### Stated goal
Rename "spectator" to "onlooker" throughout the rows below, leaving everything else unchanged.

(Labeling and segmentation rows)
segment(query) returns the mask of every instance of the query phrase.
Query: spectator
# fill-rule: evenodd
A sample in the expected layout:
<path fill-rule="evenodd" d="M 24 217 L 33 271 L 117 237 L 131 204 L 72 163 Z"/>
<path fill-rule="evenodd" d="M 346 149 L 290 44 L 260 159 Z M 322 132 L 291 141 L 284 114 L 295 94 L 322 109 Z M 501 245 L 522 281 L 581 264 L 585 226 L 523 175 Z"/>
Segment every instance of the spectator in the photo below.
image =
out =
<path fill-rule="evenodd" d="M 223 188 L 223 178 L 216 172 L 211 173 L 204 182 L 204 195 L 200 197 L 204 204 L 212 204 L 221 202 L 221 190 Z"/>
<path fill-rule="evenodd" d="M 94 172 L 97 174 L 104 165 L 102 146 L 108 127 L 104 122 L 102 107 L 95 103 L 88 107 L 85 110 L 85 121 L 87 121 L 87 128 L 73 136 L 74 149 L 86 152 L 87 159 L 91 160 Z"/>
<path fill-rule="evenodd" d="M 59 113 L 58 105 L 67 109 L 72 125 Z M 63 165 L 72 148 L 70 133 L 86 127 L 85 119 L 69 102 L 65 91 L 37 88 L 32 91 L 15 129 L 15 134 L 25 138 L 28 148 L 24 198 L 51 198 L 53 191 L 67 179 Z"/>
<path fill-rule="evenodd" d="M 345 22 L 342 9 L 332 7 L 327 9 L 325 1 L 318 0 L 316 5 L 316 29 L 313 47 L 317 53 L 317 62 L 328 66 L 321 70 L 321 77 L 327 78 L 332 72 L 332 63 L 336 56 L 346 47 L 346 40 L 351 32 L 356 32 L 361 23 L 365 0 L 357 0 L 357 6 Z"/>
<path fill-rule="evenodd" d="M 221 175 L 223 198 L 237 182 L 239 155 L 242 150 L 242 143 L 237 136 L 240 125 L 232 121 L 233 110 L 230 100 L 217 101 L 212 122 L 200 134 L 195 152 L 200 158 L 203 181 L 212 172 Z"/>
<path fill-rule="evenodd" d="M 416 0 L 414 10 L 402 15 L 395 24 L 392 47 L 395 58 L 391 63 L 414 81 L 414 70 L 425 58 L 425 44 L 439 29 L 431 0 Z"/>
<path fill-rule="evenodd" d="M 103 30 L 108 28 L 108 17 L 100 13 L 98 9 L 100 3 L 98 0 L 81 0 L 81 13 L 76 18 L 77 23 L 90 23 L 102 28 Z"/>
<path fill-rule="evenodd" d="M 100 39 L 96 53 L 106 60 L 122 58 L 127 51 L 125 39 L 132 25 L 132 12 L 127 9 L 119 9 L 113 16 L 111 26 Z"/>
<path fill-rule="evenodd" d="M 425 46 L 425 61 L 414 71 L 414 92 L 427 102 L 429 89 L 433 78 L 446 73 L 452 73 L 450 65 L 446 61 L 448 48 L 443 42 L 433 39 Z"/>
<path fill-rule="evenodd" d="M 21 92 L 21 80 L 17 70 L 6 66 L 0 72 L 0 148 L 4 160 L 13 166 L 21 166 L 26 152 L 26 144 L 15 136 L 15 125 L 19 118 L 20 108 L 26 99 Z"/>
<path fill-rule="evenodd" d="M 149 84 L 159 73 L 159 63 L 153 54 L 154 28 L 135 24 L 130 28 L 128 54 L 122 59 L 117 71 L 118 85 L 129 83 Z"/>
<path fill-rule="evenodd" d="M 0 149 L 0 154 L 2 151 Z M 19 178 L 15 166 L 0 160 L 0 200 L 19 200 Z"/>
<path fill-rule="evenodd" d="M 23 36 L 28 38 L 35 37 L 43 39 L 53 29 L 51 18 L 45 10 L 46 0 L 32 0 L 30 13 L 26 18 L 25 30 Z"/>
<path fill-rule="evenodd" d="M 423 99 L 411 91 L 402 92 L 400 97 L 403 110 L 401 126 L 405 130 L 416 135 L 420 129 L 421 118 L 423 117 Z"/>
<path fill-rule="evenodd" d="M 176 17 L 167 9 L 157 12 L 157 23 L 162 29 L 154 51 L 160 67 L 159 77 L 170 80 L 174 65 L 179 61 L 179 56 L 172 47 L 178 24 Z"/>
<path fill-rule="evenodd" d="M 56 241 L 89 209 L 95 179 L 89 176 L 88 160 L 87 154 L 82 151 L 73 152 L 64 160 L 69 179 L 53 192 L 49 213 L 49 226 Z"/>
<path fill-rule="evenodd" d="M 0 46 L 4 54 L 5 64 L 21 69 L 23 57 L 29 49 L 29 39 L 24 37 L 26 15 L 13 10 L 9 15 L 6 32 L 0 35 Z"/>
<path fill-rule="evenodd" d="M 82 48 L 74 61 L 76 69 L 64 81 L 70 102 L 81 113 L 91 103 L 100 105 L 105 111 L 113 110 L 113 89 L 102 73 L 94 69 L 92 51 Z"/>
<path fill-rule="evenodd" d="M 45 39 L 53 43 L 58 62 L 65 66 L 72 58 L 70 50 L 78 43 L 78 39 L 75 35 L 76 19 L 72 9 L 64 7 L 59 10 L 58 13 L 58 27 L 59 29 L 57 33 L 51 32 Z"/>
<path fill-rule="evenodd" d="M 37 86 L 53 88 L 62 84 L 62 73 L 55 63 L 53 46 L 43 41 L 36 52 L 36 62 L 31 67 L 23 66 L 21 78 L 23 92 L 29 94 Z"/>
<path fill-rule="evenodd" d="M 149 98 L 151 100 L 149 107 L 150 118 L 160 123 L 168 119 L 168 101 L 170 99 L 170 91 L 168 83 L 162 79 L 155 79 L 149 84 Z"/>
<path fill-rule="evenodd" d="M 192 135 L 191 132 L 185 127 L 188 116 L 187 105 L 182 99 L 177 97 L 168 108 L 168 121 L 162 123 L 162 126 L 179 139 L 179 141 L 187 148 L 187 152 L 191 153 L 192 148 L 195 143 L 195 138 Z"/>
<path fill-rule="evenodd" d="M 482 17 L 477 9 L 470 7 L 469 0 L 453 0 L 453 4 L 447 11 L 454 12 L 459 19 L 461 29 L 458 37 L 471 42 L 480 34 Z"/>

### Full output
segment(query) returns the mask of every instance of the query phrase.
Query: onlooker
# fill-rule: evenodd
A sample in the expected layout:
<path fill-rule="evenodd" d="M 24 217 L 33 271 L 117 237 L 131 204 L 72 163 Z"/>
<path fill-rule="evenodd" d="M 346 149 L 290 44 L 260 159 Z M 322 132 L 291 141 L 284 114 L 295 94 L 322 109 Z M 501 245 L 522 281 L 581 264 L 585 226 L 523 175 Z"/>
Segment every instance of the onlooker in the photo below.
image =
out =
<path fill-rule="evenodd" d="M 223 188 L 223 178 L 216 172 L 211 173 L 204 182 L 204 195 L 200 197 L 204 204 L 212 204 L 221 202 L 221 190 Z"/>
<path fill-rule="evenodd" d="M 94 172 L 97 174 L 104 165 L 102 146 L 108 127 L 104 122 L 102 107 L 95 103 L 88 107 L 85 110 L 85 121 L 87 121 L 87 128 L 73 136 L 74 149 L 86 152 L 87 159 L 91 160 Z"/>
<path fill-rule="evenodd" d="M 59 113 L 58 105 L 67 109 L 72 125 Z M 63 165 L 72 148 L 70 133 L 86 127 L 85 119 L 69 102 L 65 91 L 37 88 L 32 91 L 15 129 L 15 134 L 25 138 L 28 148 L 24 198 L 51 198 L 53 191 L 67 179 Z"/>
<path fill-rule="evenodd" d="M 345 22 L 342 9 L 332 7 L 327 9 L 325 1 L 318 0 L 316 5 L 316 29 L 313 47 L 317 53 L 317 62 L 328 66 L 321 70 L 321 77 L 327 78 L 332 72 L 332 63 L 336 56 L 346 47 L 346 40 L 351 32 L 356 32 L 361 23 L 365 0 L 357 0 L 357 6 Z"/>
<path fill-rule="evenodd" d="M 221 175 L 223 198 L 237 182 L 239 155 L 242 150 L 242 143 L 237 136 L 240 125 L 232 121 L 233 110 L 230 100 L 217 101 L 212 122 L 200 134 L 195 152 L 200 158 L 203 181 L 212 172 Z"/>
<path fill-rule="evenodd" d="M 416 0 L 414 10 L 402 15 L 395 24 L 392 47 L 395 58 L 391 63 L 414 81 L 414 70 L 425 58 L 425 44 L 439 29 L 431 0 Z"/>
<path fill-rule="evenodd" d="M 103 30 L 108 28 L 108 17 L 100 13 L 98 9 L 100 3 L 98 0 L 81 0 L 81 13 L 76 18 L 77 23 L 90 23 L 102 28 Z"/>
<path fill-rule="evenodd" d="M 100 39 L 96 53 L 106 60 L 122 58 L 127 51 L 125 39 L 132 25 L 132 12 L 127 9 L 119 9 L 113 16 L 111 26 Z"/>
<path fill-rule="evenodd" d="M 425 46 L 425 61 L 414 71 L 414 92 L 427 102 L 429 89 L 433 78 L 446 73 L 452 73 L 450 65 L 446 61 L 448 48 L 443 42 L 433 39 Z"/>
<path fill-rule="evenodd" d="M 21 92 L 21 80 L 17 70 L 6 66 L 0 72 L 0 148 L 4 160 L 13 166 L 21 166 L 26 152 L 26 144 L 15 136 L 15 125 L 19 118 L 20 108 L 26 99 Z"/>
<path fill-rule="evenodd" d="M 149 84 L 159 73 L 159 63 L 153 54 L 154 28 L 135 24 L 130 28 L 128 54 L 122 59 L 117 71 L 118 85 L 129 83 Z"/>
<path fill-rule="evenodd" d="M 0 149 L 0 154 L 2 151 Z M 19 178 L 15 166 L 0 160 L 0 200 L 19 200 Z"/>
<path fill-rule="evenodd" d="M 23 36 L 28 38 L 35 37 L 43 39 L 53 29 L 51 18 L 45 10 L 46 0 L 32 0 L 30 13 L 26 18 L 25 30 Z"/>
<path fill-rule="evenodd" d="M 423 99 L 411 91 L 402 92 L 400 97 L 403 110 L 401 126 L 405 130 L 416 135 L 420 129 L 421 118 L 423 117 Z"/>
<path fill-rule="evenodd" d="M 176 17 L 167 9 L 157 12 L 157 23 L 162 29 L 154 51 L 160 67 L 159 77 L 170 80 L 174 65 L 179 61 L 179 56 L 172 47 L 178 24 Z"/>
<path fill-rule="evenodd" d="M 56 241 L 89 209 L 95 179 L 89 176 L 88 160 L 87 154 L 82 151 L 73 152 L 64 160 L 69 179 L 53 192 L 49 213 L 49 226 Z"/>
<path fill-rule="evenodd" d="M 0 46 L 4 54 L 5 64 L 21 69 L 23 57 L 29 49 L 29 39 L 24 37 L 26 15 L 13 10 L 9 15 L 6 32 L 0 35 Z"/>
<path fill-rule="evenodd" d="M 82 48 L 74 61 L 76 69 L 64 81 L 70 102 L 81 113 L 91 103 L 100 105 L 105 111 L 113 110 L 113 89 L 102 73 L 94 69 L 92 51 Z"/>
<path fill-rule="evenodd" d="M 45 39 L 53 43 L 58 62 L 65 66 L 72 58 L 70 50 L 78 43 L 78 39 L 75 35 L 76 19 L 72 9 L 64 7 L 59 10 L 58 13 L 58 27 L 59 29 L 57 33 L 51 32 Z"/>
<path fill-rule="evenodd" d="M 37 86 L 53 88 L 62 84 L 62 73 L 55 63 L 53 46 L 43 41 L 36 52 L 36 62 L 31 67 L 23 66 L 21 78 L 23 92 L 29 94 Z"/>
<path fill-rule="evenodd" d="M 149 98 L 151 100 L 149 107 L 150 118 L 160 123 L 168 119 L 168 101 L 170 99 L 170 91 L 168 83 L 162 79 L 155 79 L 149 84 Z"/>
<path fill-rule="evenodd" d="M 192 135 L 191 132 L 185 127 L 188 116 L 187 105 L 182 99 L 177 97 L 168 108 L 168 121 L 162 123 L 162 126 L 179 139 L 179 141 L 187 148 L 187 152 L 191 153 L 192 148 L 195 143 L 195 138 Z"/>
<path fill-rule="evenodd" d="M 482 17 L 477 9 L 470 7 L 469 0 L 453 0 L 453 4 L 447 11 L 454 12 L 459 19 L 461 29 L 458 37 L 471 42 L 480 34 Z"/>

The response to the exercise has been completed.